INSTRUCTION: Counting case-sensitively, how many lines in the material below contain the string "floor"? Give only the number.

SUPPLIED MATERIAL:
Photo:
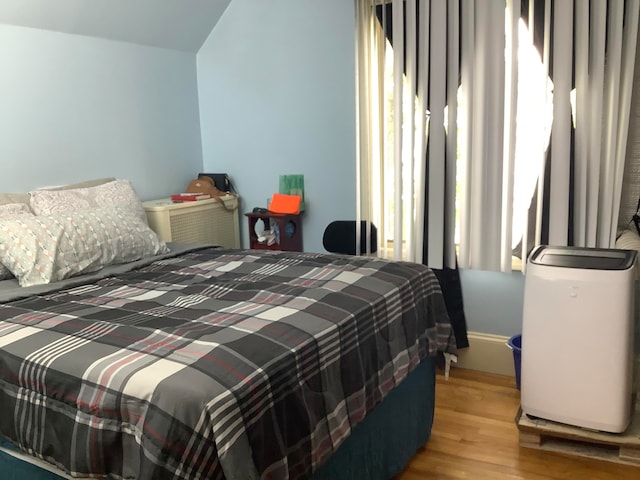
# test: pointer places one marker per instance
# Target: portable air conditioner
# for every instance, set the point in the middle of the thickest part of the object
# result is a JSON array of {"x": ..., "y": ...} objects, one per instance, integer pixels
[{"x": 577, "y": 337}]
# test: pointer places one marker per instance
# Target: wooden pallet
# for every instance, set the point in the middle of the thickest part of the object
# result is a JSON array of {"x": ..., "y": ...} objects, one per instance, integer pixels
[{"x": 557, "y": 437}]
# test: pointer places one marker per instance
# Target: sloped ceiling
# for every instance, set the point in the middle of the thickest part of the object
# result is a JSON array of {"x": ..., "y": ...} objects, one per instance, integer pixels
[{"x": 175, "y": 24}]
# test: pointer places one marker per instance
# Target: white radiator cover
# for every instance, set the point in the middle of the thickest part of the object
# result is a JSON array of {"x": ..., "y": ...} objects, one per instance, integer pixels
[
  {"x": 201, "y": 221},
  {"x": 577, "y": 339}
]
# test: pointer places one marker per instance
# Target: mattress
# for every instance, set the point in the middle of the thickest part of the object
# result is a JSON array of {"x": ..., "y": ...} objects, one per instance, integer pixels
[{"x": 213, "y": 363}]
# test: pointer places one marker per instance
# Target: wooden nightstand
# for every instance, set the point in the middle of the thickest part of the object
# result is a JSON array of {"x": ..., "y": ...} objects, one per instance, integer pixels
[{"x": 289, "y": 231}]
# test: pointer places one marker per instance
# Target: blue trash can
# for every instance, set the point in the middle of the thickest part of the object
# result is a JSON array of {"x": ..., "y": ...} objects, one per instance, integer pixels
[{"x": 515, "y": 344}]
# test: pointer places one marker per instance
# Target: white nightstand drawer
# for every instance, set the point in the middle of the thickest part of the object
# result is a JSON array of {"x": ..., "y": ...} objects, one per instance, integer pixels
[{"x": 201, "y": 221}]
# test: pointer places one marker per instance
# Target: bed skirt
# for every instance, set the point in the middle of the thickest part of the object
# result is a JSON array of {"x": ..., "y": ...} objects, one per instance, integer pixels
[
  {"x": 377, "y": 449},
  {"x": 381, "y": 446}
]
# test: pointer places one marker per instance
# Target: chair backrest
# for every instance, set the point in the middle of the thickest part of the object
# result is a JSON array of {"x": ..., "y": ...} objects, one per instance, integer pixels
[{"x": 340, "y": 237}]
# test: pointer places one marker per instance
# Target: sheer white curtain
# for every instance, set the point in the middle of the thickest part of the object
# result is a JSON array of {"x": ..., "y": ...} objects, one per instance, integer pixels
[{"x": 418, "y": 168}]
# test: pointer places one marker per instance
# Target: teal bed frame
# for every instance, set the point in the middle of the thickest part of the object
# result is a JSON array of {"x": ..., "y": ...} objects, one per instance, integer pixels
[{"x": 377, "y": 449}]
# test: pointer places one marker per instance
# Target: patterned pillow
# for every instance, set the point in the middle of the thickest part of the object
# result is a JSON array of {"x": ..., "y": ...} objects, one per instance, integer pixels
[
  {"x": 47, "y": 248},
  {"x": 8, "y": 211},
  {"x": 118, "y": 192}
]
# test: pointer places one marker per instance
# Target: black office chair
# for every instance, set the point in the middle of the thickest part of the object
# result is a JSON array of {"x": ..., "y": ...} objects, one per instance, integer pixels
[{"x": 340, "y": 237}]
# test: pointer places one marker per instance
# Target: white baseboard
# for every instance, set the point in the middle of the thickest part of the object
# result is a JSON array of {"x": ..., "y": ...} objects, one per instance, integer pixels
[{"x": 487, "y": 353}]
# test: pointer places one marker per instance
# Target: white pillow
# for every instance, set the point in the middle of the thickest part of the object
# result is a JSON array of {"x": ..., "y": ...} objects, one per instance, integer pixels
[
  {"x": 8, "y": 211},
  {"x": 118, "y": 192},
  {"x": 47, "y": 248}
]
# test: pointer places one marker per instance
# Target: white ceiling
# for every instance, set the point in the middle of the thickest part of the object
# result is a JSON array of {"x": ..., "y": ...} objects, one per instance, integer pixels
[{"x": 176, "y": 24}]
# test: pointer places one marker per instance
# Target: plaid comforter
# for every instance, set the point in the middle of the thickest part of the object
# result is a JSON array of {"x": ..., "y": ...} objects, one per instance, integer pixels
[{"x": 213, "y": 364}]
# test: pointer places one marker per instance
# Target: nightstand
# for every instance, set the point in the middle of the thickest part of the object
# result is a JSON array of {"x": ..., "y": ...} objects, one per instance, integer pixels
[
  {"x": 289, "y": 228},
  {"x": 200, "y": 221}
]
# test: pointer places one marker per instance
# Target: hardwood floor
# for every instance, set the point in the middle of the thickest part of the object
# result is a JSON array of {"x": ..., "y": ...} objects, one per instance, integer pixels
[{"x": 474, "y": 436}]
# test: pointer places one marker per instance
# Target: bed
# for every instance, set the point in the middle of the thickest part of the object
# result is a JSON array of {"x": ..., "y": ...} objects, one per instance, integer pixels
[{"x": 198, "y": 362}]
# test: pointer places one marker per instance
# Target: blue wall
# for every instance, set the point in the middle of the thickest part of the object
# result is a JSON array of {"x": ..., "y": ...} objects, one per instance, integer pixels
[
  {"x": 277, "y": 96},
  {"x": 75, "y": 107},
  {"x": 271, "y": 92},
  {"x": 276, "y": 84}
]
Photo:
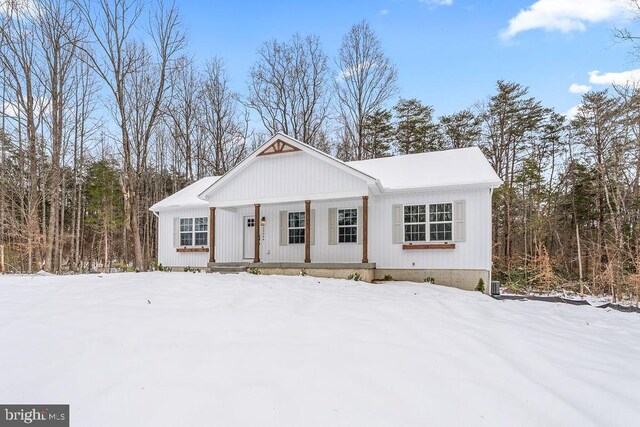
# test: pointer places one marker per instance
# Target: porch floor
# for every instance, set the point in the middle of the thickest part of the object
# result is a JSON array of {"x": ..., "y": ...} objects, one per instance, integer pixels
[{"x": 238, "y": 267}]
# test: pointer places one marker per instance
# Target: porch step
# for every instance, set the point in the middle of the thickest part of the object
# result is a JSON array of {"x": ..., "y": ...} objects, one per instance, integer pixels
[{"x": 228, "y": 269}]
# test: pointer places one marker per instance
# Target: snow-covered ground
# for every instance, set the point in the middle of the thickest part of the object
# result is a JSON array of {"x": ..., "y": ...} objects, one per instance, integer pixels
[{"x": 183, "y": 349}]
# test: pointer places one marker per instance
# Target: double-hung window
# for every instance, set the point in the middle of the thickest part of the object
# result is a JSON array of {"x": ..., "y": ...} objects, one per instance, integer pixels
[
  {"x": 347, "y": 225},
  {"x": 296, "y": 227},
  {"x": 415, "y": 226},
  {"x": 439, "y": 223},
  {"x": 194, "y": 231}
]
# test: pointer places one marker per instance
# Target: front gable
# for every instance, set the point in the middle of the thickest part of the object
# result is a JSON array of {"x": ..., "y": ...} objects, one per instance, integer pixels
[
  {"x": 285, "y": 170},
  {"x": 278, "y": 147}
]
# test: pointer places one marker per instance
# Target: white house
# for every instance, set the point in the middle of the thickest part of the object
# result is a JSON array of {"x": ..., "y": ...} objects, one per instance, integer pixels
[{"x": 289, "y": 207}]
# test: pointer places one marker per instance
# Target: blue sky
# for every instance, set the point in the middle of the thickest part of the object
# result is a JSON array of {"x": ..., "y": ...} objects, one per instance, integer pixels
[{"x": 449, "y": 53}]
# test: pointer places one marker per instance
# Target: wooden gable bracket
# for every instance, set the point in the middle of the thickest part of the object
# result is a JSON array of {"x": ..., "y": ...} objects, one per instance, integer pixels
[{"x": 278, "y": 147}]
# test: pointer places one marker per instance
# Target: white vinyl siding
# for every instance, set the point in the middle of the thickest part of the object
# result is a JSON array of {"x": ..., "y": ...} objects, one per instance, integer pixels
[{"x": 472, "y": 253}]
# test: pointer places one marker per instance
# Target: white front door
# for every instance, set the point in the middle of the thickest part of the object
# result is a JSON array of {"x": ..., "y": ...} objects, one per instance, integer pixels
[{"x": 249, "y": 237}]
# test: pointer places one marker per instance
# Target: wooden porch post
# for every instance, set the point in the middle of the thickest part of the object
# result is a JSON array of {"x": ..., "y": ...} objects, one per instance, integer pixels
[
  {"x": 307, "y": 231},
  {"x": 212, "y": 234},
  {"x": 365, "y": 229},
  {"x": 256, "y": 228}
]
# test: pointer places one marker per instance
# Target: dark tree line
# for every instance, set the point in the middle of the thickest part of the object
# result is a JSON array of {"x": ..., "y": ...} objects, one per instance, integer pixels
[{"x": 103, "y": 114}]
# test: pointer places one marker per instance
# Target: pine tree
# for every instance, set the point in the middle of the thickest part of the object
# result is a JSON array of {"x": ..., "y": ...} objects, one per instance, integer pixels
[
  {"x": 379, "y": 132},
  {"x": 415, "y": 130},
  {"x": 460, "y": 129}
]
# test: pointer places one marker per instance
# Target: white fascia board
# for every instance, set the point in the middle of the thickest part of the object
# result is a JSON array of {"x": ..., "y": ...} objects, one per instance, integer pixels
[
  {"x": 291, "y": 199},
  {"x": 172, "y": 207},
  {"x": 473, "y": 186}
]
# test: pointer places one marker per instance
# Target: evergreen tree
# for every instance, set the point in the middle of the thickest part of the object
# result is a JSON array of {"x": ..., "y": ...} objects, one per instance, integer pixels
[
  {"x": 104, "y": 207},
  {"x": 460, "y": 129},
  {"x": 379, "y": 132},
  {"x": 415, "y": 130}
]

RESPONSE TO THIS EXERCISE: 2